◆ PAGE ◆
[BEGIN]

Do you see an increase in the number of processes, and is the application working through a fairly typical application server layer ? A common scenario:

1 database server gets a little overloaded and slows down

2 application server sees database response get worse so

        launches another half-dozen processes

3 A process connection requires a large contiguous chunk of

    memory in the shared pool - can't get it, so start a massive     flush of ilbrary cache (and eventually triggers the auto resize)

4 Massive flush of library cache hammers library cache latches

    so database response slows down

    go to para 2 above     

The presence of high execution counts on "random" statements could be because the respones doesn't get back to the application server in time, amd fires the query again through another connection (making the connect loading worse).

Typical solution - size the shared_pool_reserved to allow for all the sessions that might connect. Something around 25KB times sessions plus space for all the other stuff that you can find in there at present. (sum x$ksmspr for anything that doesn't look like 'session param' and add a bit.

[END]

◆ INSTRUCTION 1 ◆
Please rewrite the records starting with the line containing "the black cable" and going on through the line containing "(1110, 124)", swapping "marker" for "pin" and keeping everything else unchanged.
The text on database slowdowns and the records that follow come from unrelated sources.

◆ TASK INPUTS ◆
[BEGIN]

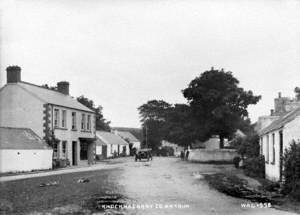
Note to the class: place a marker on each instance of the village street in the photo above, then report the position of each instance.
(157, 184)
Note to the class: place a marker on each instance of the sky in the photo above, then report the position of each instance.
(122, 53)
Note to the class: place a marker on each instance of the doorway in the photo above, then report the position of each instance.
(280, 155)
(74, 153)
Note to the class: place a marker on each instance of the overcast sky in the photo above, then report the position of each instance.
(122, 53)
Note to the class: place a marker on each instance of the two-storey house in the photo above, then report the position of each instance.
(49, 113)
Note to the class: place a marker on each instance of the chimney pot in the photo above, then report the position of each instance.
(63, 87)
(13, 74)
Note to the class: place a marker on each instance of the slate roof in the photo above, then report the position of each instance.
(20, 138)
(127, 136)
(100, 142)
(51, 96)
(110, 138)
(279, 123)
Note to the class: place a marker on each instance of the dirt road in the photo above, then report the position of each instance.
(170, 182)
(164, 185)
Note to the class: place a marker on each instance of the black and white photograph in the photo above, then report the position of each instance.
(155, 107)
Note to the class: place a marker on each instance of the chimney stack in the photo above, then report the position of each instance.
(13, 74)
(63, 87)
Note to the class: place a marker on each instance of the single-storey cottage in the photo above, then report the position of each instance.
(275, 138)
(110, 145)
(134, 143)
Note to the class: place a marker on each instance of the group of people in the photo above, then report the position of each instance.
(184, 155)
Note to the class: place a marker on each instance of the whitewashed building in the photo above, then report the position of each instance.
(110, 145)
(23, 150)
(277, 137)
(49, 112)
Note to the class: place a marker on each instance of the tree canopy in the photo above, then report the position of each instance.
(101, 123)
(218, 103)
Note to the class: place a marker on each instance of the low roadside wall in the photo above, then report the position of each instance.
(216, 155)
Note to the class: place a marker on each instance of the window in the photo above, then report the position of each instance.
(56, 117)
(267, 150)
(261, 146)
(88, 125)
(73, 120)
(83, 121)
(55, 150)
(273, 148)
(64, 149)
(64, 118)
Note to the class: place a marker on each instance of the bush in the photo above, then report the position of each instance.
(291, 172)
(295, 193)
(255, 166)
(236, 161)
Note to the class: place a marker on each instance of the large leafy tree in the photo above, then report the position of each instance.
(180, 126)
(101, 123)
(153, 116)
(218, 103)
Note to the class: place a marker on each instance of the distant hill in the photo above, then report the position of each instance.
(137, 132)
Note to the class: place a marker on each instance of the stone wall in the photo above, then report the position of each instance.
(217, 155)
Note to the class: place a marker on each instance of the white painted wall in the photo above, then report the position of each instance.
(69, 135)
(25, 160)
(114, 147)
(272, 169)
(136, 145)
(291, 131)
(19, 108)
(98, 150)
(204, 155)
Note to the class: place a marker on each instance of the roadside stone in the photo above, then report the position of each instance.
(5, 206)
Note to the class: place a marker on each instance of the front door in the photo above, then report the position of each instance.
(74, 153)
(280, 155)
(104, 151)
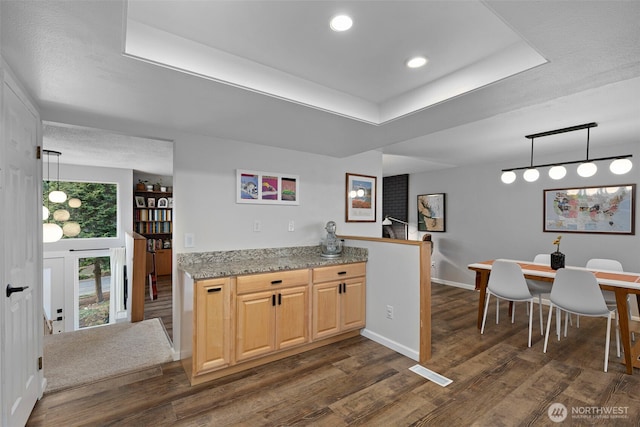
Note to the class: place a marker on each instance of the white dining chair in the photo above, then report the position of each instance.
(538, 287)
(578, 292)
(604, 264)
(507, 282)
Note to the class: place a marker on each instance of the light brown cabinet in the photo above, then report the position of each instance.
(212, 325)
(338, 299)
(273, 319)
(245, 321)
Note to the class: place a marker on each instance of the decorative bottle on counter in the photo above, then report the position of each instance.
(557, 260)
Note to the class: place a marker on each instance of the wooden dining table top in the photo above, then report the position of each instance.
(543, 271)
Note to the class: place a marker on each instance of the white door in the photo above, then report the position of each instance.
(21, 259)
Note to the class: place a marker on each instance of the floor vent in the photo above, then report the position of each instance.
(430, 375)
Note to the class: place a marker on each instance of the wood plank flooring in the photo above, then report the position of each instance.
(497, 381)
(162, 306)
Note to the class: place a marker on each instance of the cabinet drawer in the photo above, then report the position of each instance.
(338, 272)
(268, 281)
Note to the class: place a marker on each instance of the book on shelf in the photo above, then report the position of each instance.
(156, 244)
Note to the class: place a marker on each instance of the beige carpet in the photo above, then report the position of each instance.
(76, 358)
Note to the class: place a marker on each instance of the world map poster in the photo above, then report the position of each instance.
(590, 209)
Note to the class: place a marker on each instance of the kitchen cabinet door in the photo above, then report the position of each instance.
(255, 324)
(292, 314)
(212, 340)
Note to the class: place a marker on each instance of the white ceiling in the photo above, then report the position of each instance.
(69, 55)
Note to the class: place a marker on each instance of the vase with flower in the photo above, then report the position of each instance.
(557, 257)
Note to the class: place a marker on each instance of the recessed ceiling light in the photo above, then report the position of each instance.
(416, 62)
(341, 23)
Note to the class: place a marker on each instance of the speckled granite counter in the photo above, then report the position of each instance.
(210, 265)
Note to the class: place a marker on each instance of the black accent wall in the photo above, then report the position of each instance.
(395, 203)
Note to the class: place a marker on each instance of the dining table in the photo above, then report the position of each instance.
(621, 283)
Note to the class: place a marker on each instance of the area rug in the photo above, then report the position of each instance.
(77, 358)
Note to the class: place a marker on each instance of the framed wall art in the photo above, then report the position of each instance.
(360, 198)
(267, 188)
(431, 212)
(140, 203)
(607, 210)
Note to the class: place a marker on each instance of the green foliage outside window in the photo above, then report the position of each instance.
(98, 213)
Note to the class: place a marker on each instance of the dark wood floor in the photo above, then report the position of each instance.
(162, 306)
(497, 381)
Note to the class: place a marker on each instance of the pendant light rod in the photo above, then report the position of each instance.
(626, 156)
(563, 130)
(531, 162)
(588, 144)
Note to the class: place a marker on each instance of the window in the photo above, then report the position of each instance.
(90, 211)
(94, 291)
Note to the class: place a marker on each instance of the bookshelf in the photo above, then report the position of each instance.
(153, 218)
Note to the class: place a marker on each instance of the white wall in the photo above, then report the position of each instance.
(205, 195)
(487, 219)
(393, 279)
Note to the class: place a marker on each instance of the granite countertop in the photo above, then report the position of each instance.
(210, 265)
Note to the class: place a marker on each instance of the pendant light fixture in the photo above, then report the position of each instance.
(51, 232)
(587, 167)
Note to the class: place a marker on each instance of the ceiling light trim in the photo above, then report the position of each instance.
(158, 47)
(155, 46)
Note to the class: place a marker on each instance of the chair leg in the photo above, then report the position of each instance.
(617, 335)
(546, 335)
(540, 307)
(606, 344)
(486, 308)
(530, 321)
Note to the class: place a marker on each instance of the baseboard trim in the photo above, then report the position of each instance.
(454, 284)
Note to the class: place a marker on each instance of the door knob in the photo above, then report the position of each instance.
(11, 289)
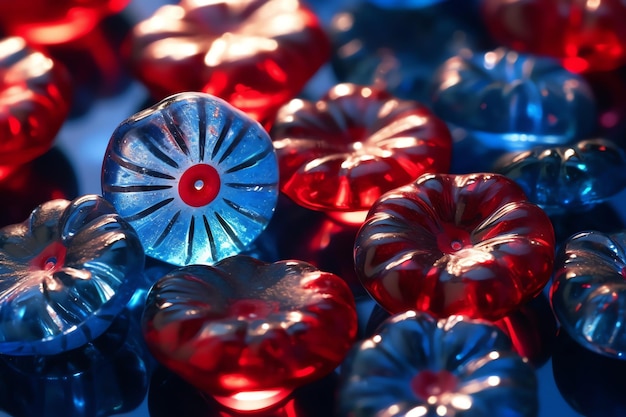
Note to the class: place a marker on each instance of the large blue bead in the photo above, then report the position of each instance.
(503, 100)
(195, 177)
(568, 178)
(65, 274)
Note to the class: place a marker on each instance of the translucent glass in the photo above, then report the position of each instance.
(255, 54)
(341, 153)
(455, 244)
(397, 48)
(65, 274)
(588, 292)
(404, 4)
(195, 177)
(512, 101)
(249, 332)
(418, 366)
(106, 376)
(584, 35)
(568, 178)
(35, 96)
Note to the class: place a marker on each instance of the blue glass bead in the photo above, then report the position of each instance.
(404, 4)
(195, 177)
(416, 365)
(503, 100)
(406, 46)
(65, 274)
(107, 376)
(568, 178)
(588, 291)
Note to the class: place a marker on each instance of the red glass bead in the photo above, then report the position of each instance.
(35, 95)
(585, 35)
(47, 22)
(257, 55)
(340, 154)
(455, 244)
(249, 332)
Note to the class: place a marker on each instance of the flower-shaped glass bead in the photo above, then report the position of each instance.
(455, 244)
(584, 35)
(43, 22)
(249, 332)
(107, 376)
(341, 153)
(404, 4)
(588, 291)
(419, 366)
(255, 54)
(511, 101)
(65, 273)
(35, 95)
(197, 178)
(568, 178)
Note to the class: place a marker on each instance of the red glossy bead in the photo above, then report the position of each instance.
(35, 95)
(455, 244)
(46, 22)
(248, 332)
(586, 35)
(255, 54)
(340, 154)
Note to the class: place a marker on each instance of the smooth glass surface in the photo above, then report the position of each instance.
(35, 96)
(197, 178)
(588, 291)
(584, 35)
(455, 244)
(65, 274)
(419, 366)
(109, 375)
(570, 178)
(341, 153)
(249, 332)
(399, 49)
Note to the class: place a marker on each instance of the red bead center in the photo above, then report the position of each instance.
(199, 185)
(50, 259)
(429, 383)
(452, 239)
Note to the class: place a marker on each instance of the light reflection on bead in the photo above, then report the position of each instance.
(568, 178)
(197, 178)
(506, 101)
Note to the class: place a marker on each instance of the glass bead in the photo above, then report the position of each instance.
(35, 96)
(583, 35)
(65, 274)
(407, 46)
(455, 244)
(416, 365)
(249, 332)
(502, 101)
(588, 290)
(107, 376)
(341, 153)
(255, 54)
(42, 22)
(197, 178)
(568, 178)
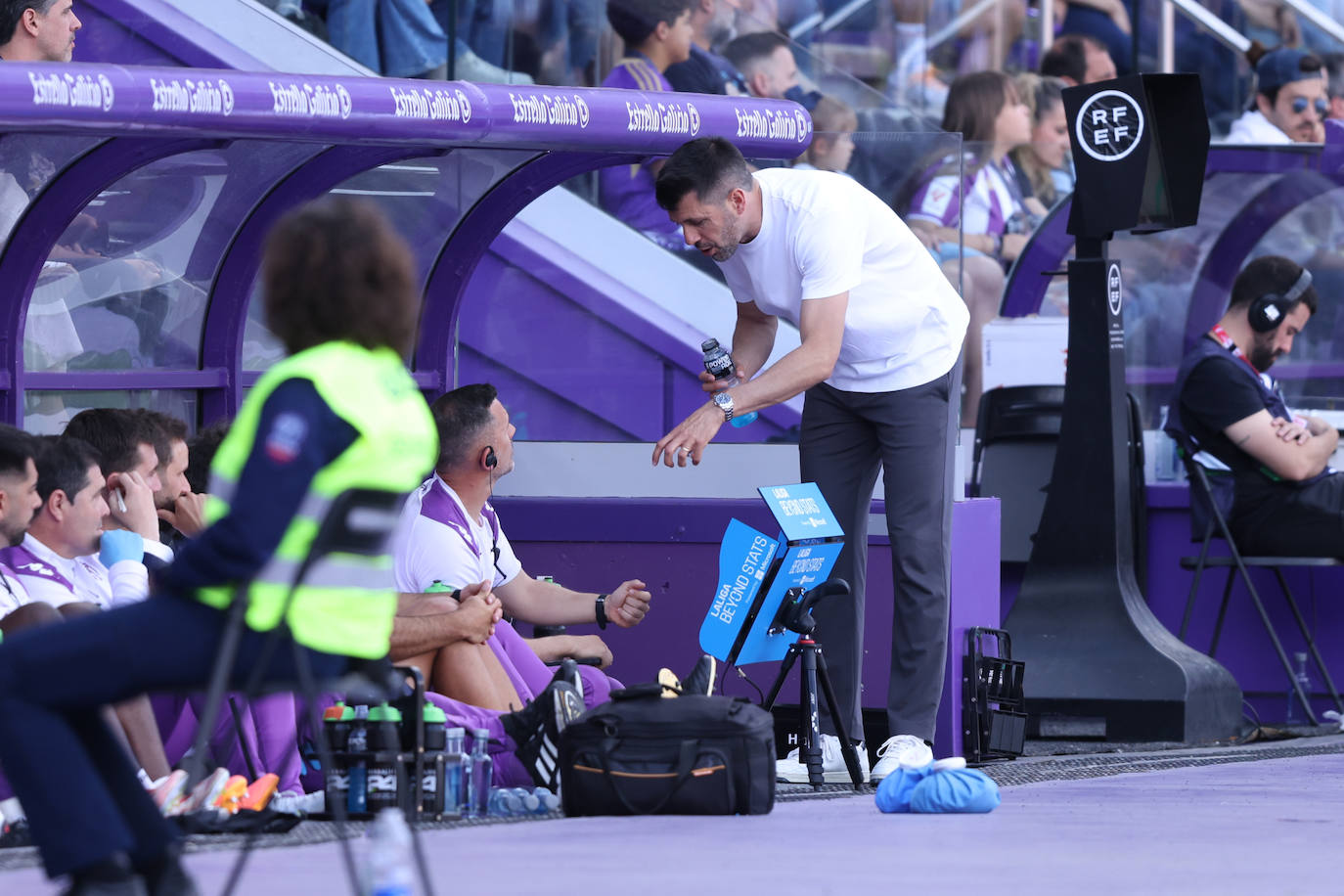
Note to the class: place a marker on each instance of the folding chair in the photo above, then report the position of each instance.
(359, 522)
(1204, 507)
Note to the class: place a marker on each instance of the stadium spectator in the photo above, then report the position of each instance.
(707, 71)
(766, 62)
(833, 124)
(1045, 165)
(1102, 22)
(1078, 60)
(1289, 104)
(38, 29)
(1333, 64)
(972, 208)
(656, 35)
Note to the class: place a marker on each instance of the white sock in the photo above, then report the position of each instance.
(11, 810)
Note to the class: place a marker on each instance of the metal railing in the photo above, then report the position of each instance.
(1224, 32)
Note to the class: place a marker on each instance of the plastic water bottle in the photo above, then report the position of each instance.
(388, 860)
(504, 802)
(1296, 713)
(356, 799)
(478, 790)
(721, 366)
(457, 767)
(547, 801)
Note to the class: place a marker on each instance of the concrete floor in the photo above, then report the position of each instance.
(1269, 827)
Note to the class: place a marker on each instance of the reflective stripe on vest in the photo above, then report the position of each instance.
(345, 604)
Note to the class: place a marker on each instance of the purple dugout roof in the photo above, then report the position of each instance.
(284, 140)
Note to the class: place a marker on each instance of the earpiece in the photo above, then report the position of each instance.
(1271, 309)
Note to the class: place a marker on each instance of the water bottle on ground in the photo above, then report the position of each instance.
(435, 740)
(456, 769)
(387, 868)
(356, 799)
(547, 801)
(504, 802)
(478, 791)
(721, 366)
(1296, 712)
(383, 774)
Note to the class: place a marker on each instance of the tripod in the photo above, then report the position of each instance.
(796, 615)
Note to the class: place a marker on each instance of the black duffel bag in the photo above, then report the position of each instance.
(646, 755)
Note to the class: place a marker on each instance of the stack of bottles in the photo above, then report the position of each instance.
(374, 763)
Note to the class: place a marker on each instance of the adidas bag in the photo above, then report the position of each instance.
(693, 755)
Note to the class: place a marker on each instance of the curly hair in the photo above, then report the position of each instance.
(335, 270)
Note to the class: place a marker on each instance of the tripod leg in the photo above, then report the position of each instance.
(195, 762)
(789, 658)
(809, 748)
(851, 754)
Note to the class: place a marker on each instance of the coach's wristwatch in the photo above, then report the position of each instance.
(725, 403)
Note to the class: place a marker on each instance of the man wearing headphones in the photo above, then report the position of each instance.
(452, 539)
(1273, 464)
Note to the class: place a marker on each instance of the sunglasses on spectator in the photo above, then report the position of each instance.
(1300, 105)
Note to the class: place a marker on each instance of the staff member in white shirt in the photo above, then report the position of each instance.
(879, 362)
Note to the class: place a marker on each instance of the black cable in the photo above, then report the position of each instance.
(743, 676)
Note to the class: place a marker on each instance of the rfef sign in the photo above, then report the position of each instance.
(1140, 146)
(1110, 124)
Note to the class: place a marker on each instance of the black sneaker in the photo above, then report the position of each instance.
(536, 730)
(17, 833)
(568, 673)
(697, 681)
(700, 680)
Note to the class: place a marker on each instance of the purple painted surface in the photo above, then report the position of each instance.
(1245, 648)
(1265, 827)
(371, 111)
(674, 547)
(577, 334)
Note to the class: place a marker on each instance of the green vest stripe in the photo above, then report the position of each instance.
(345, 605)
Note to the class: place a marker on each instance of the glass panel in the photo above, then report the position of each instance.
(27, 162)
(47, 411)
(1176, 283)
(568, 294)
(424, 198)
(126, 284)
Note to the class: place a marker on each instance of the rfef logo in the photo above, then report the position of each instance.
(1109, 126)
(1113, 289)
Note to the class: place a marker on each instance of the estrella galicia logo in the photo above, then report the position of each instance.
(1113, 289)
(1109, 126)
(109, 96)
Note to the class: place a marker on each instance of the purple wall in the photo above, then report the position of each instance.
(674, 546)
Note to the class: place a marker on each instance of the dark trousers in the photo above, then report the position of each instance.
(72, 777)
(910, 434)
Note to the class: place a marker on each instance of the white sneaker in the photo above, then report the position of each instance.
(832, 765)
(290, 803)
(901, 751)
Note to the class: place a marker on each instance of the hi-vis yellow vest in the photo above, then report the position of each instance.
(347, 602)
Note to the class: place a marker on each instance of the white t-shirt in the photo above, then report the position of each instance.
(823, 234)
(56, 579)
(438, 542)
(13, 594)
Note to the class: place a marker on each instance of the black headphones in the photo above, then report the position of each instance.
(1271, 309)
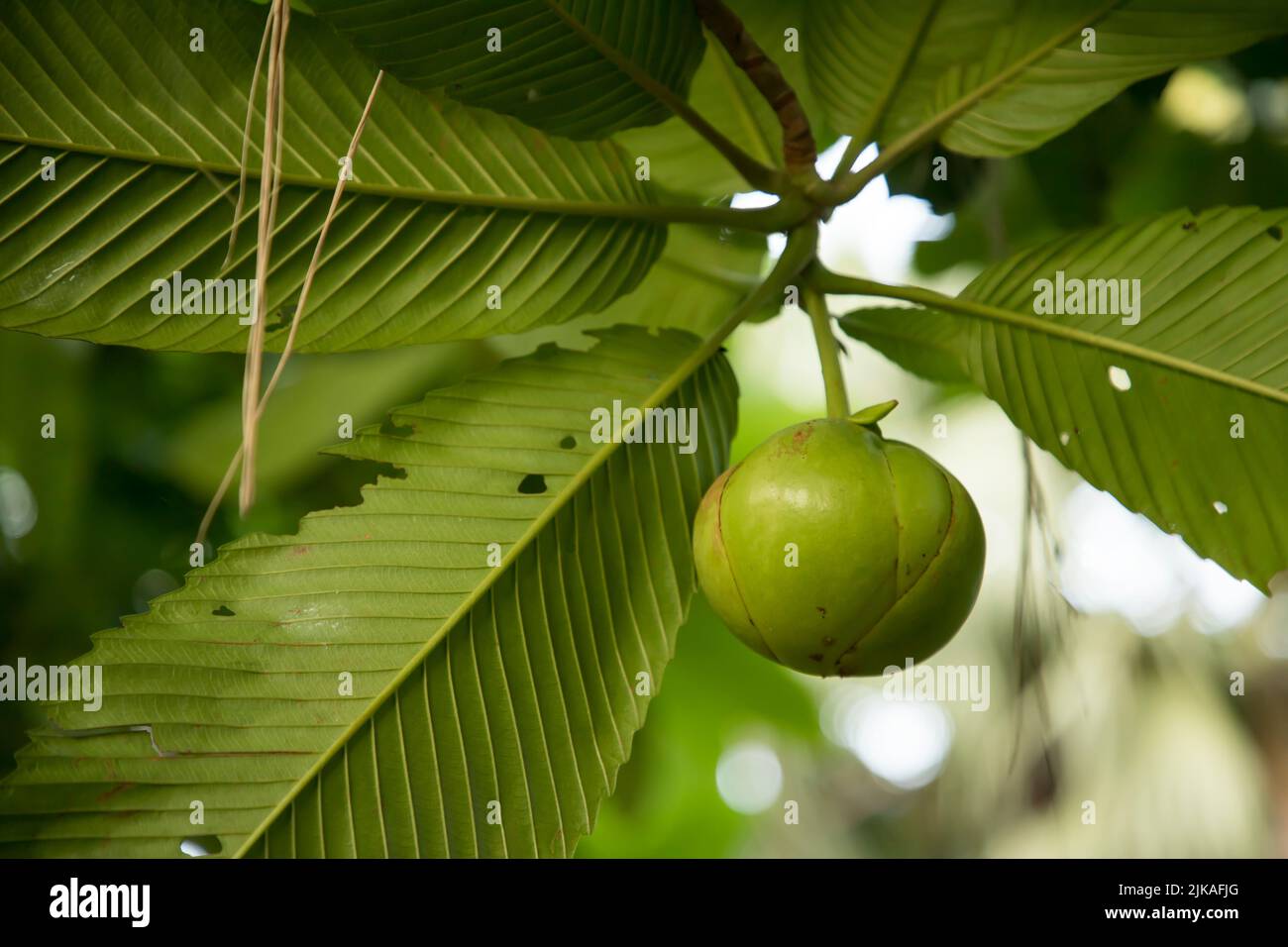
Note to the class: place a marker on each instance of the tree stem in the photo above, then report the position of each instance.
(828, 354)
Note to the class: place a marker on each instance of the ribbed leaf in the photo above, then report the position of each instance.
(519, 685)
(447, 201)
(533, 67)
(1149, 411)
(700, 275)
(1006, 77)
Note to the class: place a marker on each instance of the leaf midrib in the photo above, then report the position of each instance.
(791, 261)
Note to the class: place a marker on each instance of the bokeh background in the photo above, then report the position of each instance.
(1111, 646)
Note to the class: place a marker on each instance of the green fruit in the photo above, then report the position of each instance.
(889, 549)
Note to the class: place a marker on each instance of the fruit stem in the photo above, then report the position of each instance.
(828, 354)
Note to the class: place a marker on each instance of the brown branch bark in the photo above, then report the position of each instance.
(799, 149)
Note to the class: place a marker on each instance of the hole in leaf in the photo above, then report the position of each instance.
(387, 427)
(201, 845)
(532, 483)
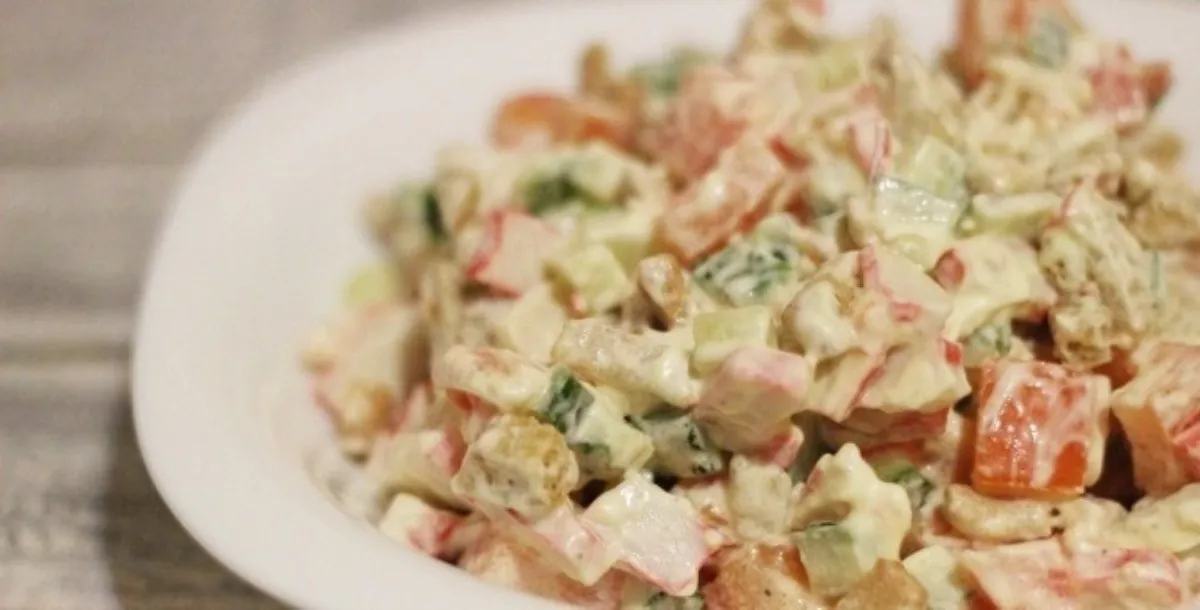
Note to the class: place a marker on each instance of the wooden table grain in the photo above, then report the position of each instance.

[END]

◆ INSTRUCTION 2 ◆
In the text on database slowdowns, about how much space per session does the typical solution suggest reserving in shared_pool_reserved?

◆ EXERCISE RESPONSE 1 ◆
Note to the class: place a pin on each instance of the black cable in the photo above, then report the position of each instance.
(743, 676)
Note to the class: place a pin on each instance of the rfef sign in the photo above, then report the position of each instance.
(1140, 146)
(1110, 124)

◆ EXERCISE RESPONSE 2 ◆
Something around 25KB times sessions, plus space for all the other stuff already in there.